- What this task involves: Write out, precisely and in full, each line of the material.

*-*-*

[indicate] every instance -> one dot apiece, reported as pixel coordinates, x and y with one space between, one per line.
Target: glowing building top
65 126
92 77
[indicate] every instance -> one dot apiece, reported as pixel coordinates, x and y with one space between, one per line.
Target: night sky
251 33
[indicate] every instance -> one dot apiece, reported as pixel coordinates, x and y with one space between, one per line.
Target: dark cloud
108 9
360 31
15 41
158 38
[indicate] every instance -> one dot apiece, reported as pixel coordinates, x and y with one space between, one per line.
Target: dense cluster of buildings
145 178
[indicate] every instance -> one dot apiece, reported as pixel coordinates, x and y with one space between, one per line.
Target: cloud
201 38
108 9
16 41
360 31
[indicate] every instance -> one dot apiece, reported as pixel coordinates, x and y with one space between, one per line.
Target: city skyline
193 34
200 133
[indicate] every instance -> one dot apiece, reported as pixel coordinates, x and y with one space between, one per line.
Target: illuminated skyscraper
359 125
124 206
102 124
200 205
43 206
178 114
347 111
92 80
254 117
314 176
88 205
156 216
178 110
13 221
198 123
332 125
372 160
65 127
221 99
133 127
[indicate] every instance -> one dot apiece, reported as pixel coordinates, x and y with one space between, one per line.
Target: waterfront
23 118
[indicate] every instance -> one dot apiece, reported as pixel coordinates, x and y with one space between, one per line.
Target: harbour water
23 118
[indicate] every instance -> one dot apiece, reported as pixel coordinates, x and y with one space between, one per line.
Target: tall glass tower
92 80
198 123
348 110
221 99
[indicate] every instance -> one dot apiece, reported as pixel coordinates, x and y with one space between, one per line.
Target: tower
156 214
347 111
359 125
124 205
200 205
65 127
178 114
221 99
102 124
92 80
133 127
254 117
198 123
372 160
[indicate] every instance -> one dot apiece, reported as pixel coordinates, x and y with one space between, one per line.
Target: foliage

*-*-*

- Task result:
[indicate] every instance -> one dot apiece, reported as pixel coordinates, x and y with one space between, one per line.
Target: glowing building top
65 126
92 77
[indicate] every instance -> one dot apiece, reported as pixel coordinates, x and y with one space between, one per line.
Target: night sky
251 33
[indicate] every instance -> one dot apiece, reported as pixel coordinates, x and y with one space between, one per line.
Target: dark cloud
108 9
360 31
15 41
158 38
[indicate] every instance -> one dot apiece, reported as pixel coordinates, x and y with one space between, one per line.
Target: dense cluster of buildings
145 178
[indicate] every instance -> one dot apiece, reported as pixel coordinates, x and y with one space between, one per line.
Target: cloud
201 38
108 9
16 41
360 31
[indicate] every instance -> one dot apiece, reported as pixel coordinates, x and y with one space between, one per line.
Target: city skyline
193 34
200 133
[indicate] every instance -> one dot apiece, reported as pixel coordinates, x and y with one space between, one per line.
Target: illuminated skyscraper
359 125
124 206
102 124
200 205
43 206
178 114
347 111
92 80
254 117
314 176
88 205
156 216
178 110
13 221
198 123
332 125
372 160
65 127
221 99
133 127
[indicate] every instance -> one dot apiece, reported as pixel coordinates, x and y with one space between, one per line.
Target: waterfront
23 118
[indicate] every instance -> one dot apiece, reported as pixel coordinates, x and y with one space between, one per line.
Target: harbour water
23 118
[indicate] every instance -> one dot apiece, reported as pixel coordinates, x and y with one space between, one per line.
Target: tall glass tower
92 80
198 123
348 110
221 99
[indicate] every instance -> one dot apiece, reported as pixel coordinates, x and y with one space between, one per line.
Target: tower
156 214
347 111
359 125
124 205
200 205
65 127
178 114
221 99
102 124
92 80
133 127
254 117
198 123
372 160
[indicate] every instance -> one dot apiece, reported as pixel coordinates, x and y with one space between, one per line.
Target: foliage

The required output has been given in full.